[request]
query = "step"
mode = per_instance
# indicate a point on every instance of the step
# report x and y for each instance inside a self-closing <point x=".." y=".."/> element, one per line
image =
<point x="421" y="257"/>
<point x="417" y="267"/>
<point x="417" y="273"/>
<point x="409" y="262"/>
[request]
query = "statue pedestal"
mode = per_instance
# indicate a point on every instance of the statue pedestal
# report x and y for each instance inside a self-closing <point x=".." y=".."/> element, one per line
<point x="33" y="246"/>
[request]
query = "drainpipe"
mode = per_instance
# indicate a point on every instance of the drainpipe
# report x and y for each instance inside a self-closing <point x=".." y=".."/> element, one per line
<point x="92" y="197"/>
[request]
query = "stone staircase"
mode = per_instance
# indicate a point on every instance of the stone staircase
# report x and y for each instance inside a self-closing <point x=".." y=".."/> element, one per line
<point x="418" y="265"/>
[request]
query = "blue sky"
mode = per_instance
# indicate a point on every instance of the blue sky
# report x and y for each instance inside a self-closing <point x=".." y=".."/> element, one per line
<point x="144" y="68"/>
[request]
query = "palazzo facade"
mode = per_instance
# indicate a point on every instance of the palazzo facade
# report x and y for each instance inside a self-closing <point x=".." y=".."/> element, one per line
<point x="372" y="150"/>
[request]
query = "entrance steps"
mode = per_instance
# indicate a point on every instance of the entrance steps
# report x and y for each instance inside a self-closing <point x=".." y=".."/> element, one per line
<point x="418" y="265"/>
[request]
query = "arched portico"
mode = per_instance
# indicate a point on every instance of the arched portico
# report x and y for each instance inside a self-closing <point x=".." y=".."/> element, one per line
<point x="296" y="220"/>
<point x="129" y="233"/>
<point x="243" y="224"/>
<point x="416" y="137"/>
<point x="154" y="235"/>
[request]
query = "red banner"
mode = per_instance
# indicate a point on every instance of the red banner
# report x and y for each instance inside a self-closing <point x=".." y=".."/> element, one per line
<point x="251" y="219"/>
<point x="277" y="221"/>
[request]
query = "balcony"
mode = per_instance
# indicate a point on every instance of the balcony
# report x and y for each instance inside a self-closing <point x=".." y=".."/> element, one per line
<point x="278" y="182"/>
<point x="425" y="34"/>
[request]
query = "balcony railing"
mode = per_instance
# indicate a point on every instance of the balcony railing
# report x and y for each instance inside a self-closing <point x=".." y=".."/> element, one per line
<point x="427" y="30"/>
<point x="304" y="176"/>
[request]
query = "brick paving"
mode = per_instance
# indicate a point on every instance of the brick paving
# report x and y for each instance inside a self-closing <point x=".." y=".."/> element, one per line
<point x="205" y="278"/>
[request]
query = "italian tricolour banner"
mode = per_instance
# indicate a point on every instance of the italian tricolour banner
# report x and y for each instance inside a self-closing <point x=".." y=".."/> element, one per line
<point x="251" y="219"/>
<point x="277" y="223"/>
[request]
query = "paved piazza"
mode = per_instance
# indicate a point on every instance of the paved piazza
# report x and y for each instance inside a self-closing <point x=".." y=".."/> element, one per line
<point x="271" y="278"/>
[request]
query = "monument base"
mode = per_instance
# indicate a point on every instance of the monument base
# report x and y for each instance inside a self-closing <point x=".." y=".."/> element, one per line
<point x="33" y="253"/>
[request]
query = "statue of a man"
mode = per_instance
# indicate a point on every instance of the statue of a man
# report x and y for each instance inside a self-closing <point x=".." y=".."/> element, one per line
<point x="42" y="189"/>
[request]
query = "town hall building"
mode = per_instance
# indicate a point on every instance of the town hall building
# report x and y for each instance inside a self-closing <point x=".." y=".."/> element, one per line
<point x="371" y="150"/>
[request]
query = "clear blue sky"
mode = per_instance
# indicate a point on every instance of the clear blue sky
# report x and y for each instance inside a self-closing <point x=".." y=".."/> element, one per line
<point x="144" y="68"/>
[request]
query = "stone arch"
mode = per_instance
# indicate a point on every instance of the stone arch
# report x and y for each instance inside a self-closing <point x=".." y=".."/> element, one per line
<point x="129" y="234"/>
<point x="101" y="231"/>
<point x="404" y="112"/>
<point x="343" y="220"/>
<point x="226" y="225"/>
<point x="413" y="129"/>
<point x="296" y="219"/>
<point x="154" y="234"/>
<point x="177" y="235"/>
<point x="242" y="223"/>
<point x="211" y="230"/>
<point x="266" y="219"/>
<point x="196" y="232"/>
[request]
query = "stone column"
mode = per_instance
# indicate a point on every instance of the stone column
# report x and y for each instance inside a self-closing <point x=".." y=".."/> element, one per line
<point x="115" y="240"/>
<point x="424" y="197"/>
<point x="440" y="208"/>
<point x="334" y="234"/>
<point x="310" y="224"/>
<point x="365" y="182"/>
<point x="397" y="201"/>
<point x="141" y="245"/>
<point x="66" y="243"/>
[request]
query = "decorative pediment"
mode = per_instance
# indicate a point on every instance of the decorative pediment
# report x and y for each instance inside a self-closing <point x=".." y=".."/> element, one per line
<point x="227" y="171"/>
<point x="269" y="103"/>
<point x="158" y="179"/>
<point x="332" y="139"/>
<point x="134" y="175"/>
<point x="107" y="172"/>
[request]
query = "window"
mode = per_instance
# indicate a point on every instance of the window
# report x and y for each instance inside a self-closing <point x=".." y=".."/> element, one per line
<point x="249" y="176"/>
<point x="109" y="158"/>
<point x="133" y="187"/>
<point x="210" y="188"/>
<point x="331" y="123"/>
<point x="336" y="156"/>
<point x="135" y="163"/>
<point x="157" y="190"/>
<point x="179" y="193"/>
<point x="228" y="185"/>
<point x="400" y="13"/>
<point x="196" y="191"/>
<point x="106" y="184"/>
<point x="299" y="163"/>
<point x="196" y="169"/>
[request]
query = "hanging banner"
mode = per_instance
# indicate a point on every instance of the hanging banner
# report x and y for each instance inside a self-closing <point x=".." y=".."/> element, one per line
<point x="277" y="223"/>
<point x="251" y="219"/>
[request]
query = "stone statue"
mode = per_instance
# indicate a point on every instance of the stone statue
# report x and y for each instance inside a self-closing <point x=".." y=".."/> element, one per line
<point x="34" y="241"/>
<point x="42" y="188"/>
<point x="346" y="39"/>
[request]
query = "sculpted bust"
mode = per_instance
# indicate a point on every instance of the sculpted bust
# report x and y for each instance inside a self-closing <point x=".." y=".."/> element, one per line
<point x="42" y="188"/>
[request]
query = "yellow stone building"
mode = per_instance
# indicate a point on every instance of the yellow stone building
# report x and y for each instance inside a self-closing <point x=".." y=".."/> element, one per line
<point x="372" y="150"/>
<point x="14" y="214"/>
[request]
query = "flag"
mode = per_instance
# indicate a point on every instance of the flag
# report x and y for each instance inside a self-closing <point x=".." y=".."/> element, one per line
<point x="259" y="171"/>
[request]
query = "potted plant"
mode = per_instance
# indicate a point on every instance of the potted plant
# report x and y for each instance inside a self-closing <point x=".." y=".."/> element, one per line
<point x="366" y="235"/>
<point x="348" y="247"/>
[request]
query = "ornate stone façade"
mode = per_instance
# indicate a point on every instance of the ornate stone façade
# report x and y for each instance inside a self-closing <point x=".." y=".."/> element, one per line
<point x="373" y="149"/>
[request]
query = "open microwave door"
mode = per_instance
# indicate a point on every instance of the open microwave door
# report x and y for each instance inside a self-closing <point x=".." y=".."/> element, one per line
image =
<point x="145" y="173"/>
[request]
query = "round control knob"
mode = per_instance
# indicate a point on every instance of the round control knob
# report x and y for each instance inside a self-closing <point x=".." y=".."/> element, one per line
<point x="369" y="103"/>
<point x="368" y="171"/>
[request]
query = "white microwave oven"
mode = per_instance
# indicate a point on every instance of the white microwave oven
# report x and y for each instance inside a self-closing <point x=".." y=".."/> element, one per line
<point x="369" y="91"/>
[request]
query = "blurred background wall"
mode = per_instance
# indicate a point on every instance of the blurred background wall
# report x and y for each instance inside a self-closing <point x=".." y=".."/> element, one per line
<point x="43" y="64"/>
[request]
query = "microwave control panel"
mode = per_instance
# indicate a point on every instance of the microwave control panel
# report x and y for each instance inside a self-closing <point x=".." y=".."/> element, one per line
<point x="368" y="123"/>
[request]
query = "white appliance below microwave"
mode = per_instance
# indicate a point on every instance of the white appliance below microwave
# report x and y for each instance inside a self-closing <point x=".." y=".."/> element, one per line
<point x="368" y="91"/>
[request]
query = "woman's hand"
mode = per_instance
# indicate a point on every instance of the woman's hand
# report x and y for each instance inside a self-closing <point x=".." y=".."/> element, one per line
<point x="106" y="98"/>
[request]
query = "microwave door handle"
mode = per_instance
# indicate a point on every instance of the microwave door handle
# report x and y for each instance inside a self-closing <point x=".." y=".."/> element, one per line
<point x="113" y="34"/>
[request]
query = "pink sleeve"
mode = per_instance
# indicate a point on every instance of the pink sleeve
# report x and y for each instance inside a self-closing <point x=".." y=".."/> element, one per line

> **What to work on**:
Locate every line in the entries above that contains the string "handle" and copy each one. Case counts when matching.

> **Exercise output**:
query = "microwave door handle"
# indicate a point on every instance of the microwave door handle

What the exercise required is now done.